# Work to do
Locate each line in the rows below that contains the string "post", and copy those lines. The match is case-sensitive.

Records from a collection
╭──
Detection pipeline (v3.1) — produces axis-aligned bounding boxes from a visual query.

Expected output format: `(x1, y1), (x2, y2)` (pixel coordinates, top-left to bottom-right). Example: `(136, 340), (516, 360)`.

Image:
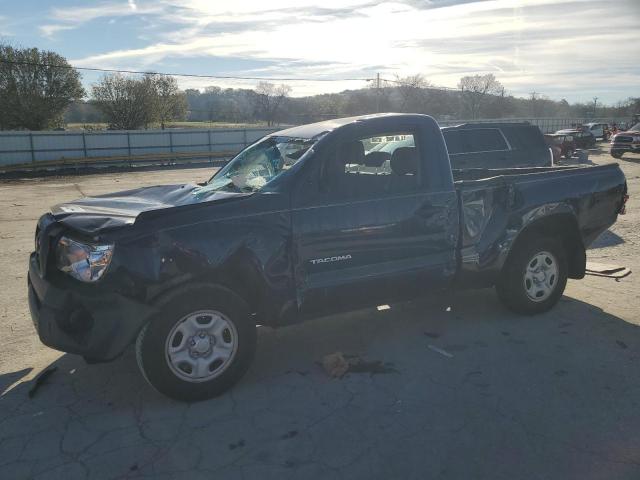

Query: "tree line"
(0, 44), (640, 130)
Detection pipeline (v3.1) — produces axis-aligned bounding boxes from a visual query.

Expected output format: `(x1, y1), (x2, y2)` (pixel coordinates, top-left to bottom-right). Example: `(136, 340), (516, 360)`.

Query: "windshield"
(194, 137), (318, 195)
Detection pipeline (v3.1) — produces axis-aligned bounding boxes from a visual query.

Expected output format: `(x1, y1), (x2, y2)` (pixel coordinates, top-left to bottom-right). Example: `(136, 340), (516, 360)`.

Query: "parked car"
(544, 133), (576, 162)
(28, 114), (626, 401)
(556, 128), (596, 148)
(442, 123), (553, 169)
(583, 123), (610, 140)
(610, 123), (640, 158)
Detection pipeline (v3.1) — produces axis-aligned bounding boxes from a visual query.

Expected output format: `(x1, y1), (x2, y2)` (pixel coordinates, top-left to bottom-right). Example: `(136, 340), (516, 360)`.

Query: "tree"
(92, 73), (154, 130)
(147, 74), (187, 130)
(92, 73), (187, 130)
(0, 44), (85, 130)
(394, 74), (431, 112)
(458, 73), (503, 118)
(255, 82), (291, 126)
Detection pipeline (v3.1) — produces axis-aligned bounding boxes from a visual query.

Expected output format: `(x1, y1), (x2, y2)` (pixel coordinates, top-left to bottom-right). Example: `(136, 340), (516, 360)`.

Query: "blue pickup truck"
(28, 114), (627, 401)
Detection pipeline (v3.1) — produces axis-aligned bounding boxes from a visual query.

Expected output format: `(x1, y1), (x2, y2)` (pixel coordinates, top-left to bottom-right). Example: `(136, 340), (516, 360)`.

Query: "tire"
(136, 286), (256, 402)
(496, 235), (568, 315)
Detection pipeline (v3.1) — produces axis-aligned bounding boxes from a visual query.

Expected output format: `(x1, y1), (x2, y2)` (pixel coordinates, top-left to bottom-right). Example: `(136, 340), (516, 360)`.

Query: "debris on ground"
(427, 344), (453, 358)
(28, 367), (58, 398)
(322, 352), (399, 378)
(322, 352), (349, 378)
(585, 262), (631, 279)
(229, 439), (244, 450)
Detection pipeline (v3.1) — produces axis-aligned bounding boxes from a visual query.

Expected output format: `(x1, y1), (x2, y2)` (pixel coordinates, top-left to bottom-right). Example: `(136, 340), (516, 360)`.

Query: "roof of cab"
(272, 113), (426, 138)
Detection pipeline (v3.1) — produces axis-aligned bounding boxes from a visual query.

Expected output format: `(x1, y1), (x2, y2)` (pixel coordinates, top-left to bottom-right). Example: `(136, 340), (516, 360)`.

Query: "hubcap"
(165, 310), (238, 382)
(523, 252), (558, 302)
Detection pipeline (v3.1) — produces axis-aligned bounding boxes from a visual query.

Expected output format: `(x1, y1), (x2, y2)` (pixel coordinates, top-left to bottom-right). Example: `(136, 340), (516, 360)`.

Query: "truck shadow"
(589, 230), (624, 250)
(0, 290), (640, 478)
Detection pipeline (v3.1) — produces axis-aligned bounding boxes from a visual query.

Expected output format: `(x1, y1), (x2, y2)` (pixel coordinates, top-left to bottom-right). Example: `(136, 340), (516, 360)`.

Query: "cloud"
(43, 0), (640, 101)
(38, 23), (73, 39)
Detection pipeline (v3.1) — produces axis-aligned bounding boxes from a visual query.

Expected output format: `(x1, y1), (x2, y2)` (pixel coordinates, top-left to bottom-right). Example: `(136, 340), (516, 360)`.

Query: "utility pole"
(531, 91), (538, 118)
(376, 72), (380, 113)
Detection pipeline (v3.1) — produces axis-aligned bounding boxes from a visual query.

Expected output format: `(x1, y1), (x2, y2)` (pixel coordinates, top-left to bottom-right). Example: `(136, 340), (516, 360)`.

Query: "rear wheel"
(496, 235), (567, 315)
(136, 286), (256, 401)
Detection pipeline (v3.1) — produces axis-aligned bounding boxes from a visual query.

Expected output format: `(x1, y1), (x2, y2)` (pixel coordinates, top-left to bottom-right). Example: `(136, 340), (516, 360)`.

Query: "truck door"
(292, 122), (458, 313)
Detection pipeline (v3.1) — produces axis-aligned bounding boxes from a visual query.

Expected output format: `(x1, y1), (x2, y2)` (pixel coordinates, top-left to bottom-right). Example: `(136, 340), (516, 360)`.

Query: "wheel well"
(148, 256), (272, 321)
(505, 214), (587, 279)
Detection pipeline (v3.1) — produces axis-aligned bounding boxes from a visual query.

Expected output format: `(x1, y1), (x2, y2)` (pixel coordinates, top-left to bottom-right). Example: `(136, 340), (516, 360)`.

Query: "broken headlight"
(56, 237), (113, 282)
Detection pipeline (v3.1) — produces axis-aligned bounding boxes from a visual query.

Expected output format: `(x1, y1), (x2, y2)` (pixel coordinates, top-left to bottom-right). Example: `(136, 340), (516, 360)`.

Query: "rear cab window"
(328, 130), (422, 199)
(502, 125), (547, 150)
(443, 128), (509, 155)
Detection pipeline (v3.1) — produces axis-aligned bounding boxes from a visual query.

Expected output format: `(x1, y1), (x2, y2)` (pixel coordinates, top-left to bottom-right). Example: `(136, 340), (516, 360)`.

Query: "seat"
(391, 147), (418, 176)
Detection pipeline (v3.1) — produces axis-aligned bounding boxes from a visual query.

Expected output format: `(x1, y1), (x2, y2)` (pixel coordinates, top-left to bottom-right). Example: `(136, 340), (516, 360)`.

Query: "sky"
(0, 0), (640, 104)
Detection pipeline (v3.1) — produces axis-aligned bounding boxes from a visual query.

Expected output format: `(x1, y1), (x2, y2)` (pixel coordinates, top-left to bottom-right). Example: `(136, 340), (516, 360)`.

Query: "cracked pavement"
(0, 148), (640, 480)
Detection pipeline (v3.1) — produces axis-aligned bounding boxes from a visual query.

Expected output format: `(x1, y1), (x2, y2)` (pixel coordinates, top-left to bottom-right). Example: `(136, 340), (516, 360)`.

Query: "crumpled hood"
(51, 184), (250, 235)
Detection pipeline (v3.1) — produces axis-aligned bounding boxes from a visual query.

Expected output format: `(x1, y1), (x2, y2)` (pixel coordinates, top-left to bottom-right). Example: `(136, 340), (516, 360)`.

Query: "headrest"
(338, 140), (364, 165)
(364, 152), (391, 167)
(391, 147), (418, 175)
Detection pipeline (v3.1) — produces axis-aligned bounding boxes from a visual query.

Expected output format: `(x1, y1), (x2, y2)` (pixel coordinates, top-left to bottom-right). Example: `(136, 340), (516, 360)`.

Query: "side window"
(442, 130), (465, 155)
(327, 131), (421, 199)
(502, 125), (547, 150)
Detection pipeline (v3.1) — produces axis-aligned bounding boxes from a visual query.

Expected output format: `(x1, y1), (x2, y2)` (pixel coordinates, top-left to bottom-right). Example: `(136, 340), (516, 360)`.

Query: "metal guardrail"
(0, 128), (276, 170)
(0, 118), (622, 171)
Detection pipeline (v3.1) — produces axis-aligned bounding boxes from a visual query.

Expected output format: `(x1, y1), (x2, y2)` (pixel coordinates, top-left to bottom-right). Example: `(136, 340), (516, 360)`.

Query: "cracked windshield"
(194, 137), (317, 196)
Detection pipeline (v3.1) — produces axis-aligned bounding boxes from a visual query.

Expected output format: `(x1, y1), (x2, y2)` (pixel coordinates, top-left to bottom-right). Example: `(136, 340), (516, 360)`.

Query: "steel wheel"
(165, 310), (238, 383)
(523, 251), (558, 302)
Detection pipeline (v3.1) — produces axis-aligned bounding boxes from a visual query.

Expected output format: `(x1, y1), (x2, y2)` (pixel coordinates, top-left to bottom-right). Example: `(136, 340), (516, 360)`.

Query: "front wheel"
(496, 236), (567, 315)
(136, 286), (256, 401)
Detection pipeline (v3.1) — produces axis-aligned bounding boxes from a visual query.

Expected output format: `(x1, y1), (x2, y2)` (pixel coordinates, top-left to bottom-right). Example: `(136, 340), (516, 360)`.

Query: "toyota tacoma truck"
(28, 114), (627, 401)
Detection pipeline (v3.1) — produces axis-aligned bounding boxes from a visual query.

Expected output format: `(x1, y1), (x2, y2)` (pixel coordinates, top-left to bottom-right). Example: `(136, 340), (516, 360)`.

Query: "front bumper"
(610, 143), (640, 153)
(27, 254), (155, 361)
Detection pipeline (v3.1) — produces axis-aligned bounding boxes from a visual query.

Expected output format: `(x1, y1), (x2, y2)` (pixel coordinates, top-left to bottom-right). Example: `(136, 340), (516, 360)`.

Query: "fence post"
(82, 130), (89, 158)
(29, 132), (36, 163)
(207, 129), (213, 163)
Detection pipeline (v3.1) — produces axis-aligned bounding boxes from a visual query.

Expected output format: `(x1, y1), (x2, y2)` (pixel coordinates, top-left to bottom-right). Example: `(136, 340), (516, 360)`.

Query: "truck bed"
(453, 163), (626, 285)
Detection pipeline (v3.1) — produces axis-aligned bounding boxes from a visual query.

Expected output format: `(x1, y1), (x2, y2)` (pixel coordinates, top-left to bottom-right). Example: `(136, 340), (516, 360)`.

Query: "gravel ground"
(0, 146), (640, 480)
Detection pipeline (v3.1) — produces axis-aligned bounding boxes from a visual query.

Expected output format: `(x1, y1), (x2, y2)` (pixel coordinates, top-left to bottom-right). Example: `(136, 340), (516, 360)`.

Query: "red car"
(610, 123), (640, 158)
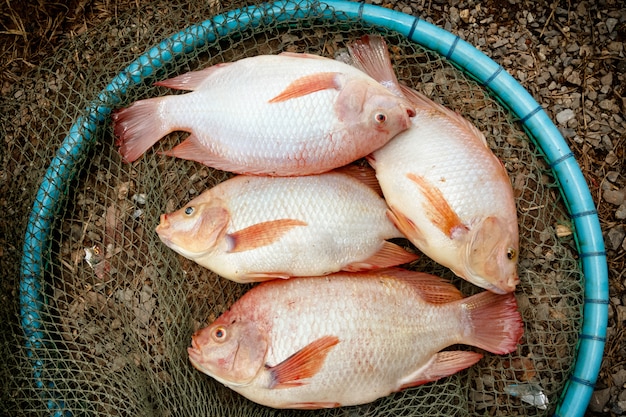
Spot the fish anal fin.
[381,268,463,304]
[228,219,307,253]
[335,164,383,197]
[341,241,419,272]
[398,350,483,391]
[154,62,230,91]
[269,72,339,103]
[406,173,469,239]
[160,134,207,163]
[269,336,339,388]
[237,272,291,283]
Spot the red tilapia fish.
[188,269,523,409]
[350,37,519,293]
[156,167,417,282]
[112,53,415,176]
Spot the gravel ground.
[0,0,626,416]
╰──
╭──
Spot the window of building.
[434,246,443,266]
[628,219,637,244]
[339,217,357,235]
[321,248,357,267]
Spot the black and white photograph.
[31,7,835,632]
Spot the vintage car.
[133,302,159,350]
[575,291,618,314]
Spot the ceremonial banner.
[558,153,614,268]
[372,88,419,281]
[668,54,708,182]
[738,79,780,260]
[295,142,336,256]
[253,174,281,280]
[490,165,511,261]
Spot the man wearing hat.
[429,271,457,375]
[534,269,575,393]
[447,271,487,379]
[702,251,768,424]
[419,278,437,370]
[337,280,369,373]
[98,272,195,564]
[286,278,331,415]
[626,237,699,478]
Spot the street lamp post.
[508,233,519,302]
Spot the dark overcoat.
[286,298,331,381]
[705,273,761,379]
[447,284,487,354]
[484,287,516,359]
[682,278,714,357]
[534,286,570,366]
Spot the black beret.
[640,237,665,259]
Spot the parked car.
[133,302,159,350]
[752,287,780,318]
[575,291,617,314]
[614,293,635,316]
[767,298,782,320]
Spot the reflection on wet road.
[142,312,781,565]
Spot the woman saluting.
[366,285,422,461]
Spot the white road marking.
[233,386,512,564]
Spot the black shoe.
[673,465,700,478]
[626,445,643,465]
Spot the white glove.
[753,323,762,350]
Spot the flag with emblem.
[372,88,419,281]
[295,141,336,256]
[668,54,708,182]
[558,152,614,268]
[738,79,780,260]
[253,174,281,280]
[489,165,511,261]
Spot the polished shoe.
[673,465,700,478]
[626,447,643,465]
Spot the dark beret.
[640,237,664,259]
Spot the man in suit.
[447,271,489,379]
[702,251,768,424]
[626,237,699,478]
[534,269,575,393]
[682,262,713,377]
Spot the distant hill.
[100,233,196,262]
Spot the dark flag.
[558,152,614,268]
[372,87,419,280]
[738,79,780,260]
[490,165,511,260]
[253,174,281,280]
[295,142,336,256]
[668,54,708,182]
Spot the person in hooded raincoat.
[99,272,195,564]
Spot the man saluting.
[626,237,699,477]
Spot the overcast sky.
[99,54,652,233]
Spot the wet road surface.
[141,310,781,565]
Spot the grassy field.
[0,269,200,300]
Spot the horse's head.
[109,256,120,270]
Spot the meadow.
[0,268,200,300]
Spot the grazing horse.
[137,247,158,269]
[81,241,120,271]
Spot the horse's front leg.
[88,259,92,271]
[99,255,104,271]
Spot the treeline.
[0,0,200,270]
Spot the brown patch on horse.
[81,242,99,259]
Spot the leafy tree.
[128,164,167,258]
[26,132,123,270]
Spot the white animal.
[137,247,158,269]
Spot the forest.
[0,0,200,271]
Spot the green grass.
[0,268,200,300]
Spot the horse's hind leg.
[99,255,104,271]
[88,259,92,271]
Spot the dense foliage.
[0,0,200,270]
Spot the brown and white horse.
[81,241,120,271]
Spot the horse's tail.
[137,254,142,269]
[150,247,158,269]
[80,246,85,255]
╰──
# Task answer
Query: "fence post"
Spot the street lamp post.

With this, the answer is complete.